**EXTRACTED TEXT**
-*-*-

Beside the feature love customers express, the reality is that they are very aware that more features means more complexity and less usability — which they absolutely hate.

Even though more features might appeal to customers at the time of the purchase (thus higher short-term sales volume) it backfires when users begin to use devices and experience the complexity (thus brand damage and long-term sales loss). Before use, capability mattered more to the participants than usability, but after use, usability drove satisfaction rates. As a result, satisfaction was higher with the simpler version of the product, and in a complete reversal from the earlier studies, the high-feature model was now rejected by most participants.

As it always turns out, asking customers what they want is not really the best idea.

While Bosch’s interfaces look much better, they are still very complex and hard to understand. It isn't necessarily easier to wash better with this huge set of features. As a result, people often don’t use features or use wrong ones, using more water and energy, damaging clothes and machines —badly impacting the environment.

Between the feature bloat of “customers demanded it and we listened” sales propositions on the one hand and usability that drives long-term customer relationship on the other, what is the just right amount of features to introduce? The answer lies in:

  1. Rather than listening to what users say through inept market research, work with prototypes and usability-test products, observing users’ behaviour patterns.

-*-*-

**WORK REQUIRED**
Can you transcribe the text on feature bloat and usability between "Beside the feature" and "the best idea.", inclusive?

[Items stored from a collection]
-*-*-

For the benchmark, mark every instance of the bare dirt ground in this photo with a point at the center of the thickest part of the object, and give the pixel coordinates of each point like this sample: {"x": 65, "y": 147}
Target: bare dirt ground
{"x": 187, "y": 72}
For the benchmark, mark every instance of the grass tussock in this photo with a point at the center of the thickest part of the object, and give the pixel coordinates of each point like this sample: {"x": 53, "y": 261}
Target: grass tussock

-*-*-

**EXERCISE RESPONSE**
Beside the feature love customers express, the reality is that they are very aware that more features means more complexity and less usability — which they absolutely hate.

Even though more features might appeal to customers at the time of the purchase (thus higher short-term sales volume) it backfires when users begin to use devices and experience the complexity (thus brand damage and long-term sales loss). Before use, capability mattered more to the participants than usability, but after use, usability drove satisfaction rates. As a result, satisfaction was higher with the simpler version of the product, and in a complete reversal from the earlier studies, the high-feature model was now rejected by most participants.

As it always turns out, asking customers what they want is not really the best idea.